# Objective
Return all of the lines below exactly as they are.
* * * * * * *
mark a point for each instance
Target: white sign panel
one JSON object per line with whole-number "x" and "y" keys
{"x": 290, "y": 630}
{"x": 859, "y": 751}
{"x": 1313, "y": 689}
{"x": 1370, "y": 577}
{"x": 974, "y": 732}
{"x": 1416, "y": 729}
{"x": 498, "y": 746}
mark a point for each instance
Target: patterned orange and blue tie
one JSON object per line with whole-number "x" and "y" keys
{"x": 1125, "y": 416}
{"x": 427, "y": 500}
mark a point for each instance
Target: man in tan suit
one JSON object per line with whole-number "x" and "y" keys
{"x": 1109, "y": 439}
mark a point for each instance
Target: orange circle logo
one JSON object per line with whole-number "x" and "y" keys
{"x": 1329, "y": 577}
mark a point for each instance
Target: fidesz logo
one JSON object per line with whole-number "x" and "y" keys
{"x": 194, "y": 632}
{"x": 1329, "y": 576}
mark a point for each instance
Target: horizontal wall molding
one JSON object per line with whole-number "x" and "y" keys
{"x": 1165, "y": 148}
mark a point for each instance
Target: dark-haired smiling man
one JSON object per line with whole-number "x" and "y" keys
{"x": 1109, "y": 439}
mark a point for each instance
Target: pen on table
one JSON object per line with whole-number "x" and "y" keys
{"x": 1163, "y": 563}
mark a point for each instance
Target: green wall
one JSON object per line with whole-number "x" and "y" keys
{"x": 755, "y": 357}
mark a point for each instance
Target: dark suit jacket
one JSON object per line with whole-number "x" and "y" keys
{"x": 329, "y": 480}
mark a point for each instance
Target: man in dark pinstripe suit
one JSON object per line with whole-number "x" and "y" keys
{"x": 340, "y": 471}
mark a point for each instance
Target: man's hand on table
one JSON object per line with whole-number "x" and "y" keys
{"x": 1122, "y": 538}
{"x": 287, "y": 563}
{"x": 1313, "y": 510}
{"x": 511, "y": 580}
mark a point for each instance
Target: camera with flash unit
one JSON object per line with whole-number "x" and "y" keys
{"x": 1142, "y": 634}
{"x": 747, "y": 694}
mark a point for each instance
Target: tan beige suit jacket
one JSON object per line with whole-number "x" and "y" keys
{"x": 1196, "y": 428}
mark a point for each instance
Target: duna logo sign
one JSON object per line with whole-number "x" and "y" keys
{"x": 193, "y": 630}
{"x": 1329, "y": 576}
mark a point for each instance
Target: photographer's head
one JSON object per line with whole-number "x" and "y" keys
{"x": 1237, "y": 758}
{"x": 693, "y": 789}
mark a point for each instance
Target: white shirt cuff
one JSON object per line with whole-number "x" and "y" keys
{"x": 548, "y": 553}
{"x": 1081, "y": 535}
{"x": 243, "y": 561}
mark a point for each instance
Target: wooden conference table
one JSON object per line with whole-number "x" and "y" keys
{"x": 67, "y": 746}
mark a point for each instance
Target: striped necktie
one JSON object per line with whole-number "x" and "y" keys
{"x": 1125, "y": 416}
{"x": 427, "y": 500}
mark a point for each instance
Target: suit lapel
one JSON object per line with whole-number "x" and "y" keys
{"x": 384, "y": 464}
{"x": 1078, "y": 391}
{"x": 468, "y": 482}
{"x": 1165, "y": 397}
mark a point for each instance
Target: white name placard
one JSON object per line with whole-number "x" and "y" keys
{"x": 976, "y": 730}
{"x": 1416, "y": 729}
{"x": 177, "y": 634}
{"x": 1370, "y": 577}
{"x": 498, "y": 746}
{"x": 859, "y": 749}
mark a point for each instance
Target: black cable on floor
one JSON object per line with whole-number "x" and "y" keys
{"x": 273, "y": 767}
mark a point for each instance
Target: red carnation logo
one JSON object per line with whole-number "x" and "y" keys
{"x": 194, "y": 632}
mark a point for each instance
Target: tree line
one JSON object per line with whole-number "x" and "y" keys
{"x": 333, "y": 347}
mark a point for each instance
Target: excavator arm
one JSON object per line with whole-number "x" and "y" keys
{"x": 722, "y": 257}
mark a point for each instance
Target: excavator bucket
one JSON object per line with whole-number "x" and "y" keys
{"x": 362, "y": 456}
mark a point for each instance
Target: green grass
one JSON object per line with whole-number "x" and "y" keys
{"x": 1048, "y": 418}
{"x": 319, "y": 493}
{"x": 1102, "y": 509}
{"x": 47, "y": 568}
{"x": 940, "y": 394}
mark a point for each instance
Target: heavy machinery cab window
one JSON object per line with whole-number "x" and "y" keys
* * * * * * *
# Output for this task
mark a point for each instance
Target: white sign panel
one JSON object per line with whole-number "x" and "y" keys
{"x": 290, "y": 630}
{"x": 859, "y": 751}
{"x": 1313, "y": 689}
{"x": 1370, "y": 577}
{"x": 974, "y": 732}
{"x": 1416, "y": 729}
{"x": 498, "y": 746}
mark a point for each instance
Target: patterned orange and blue tie
one JSON object per line with whole-number "x" and "y" keys
{"x": 1125, "y": 416}
{"x": 427, "y": 500}
mark a point for each instance
Target: man in tan suit
one JSON object per line with whole-number "x" and "y" keys
{"x": 1109, "y": 439}
mark a point for each instance
Target: orange circle logo
one JSON object per line with whole-number "x" and "y" keys
{"x": 1329, "y": 577}
mark a point for each instance
Target: fidesz logo
one JSON object per line with whole-number "x" and "y" keys
{"x": 194, "y": 632}
{"x": 1329, "y": 576}
mark a point for each instance
Target: horizontal wall molding
one JSON object per line with whole-number "x" and "y" keys
{"x": 1165, "y": 148}
mark a point for each instance
Target: dark-haired smiling man
one JSON object per line with whole-number "x" and "y" keys
{"x": 1109, "y": 439}
mark a point for each instance
Target: pen on table
one JSON object per line with whole-number "x" and "y" keys
{"x": 1163, "y": 563}
mark a point for each instance
Target: green wall
one JSON object per line with whole-number "x" and "y" keys
{"x": 755, "y": 357}
mark a point for each instance
Target: dark suit jacket
one JSON object per line with whole-number "x" and "y" keys
{"x": 329, "y": 480}
mark a point for each instance
Target: man in dark pinstripe suit
one JSON object per line with whole-number "x" and "y" keys
{"x": 340, "y": 471}
mark a point for each instance
Target: man's hand on table
one JSON object per line with whole-number "x" and "y" keys
{"x": 1122, "y": 538}
{"x": 287, "y": 563}
{"x": 1313, "y": 510}
{"x": 511, "y": 580}
mark a point for each instance
Target: camera with flash unit
one JSON object per line with whole-number "x" and "y" keys
{"x": 1142, "y": 634}
{"x": 747, "y": 694}
mark a point for each instance
Target: tan beige suit jacket
one JSON object per line with whole-number "x" and "y" keys
{"x": 1196, "y": 428}
mark a point for each instance
Target: duna logo sign
one JSON object per line with whole-number "x" and "y" keys
{"x": 193, "y": 630}
{"x": 1329, "y": 576}
mark a point for each instance
Target: photographer's head
one JSON object per line with whole-number "x" and "y" keys
{"x": 1237, "y": 758}
{"x": 693, "y": 789}
mark a point for each instance
Target: white shirt cuff
one JSON object per line with whole-number "x" and "y" keys
{"x": 548, "y": 553}
{"x": 1081, "y": 535}
{"x": 243, "y": 561}
mark a point for each instance
Target: wooden conference table
one JSON object per line with whole-number "x" and "y" keys
{"x": 67, "y": 746}
mark a point for each instance
Target: striped necktie
one JSON object per line with whole-number "x" and "y" keys
{"x": 1125, "y": 416}
{"x": 427, "y": 500}
mark a point for each instance
Target: suit lapel
one JSON object per line with whole-number "x" and "y" keys
{"x": 384, "y": 464}
{"x": 1078, "y": 391}
{"x": 468, "y": 482}
{"x": 1165, "y": 397}
mark a point for each instance
Target: white name placard
one JSON object per line with whole-number "x" and "y" keys
{"x": 976, "y": 730}
{"x": 1416, "y": 729}
{"x": 177, "y": 634}
{"x": 1370, "y": 577}
{"x": 498, "y": 746}
{"x": 859, "y": 749}
mark a point for each instance
Target: black cable on floor
one JSON object per line with whole-number "x" and "y" keys
{"x": 273, "y": 767}
mark a point for each instance
Target: red carnation logo
one JSON object per line with whole-number "x" and "y" keys
{"x": 194, "y": 632}
mark a point for each instance
Target: tree line
one JSON object per line with whole-number "x" and "y" keys
{"x": 333, "y": 347}
mark a point for each instance
Target: excavator arm
one JSON object per line with whole-number "x" and "y" keys
{"x": 722, "y": 257}
mark a point for each instance
Target: excavator bucket
one JSON object per line with whole-number "x" and "y" keys
{"x": 362, "y": 456}
mark a point for each instance
Target: green grass
one JSON object per line with whole-number "x" and "y" keys
{"x": 1048, "y": 418}
{"x": 319, "y": 493}
{"x": 1102, "y": 509}
{"x": 47, "y": 568}
{"x": 940, "y": 394}
mark a point for each instance
Target: heavy machinery cab window
one JSON object per line with whole-number "x" and "y" keys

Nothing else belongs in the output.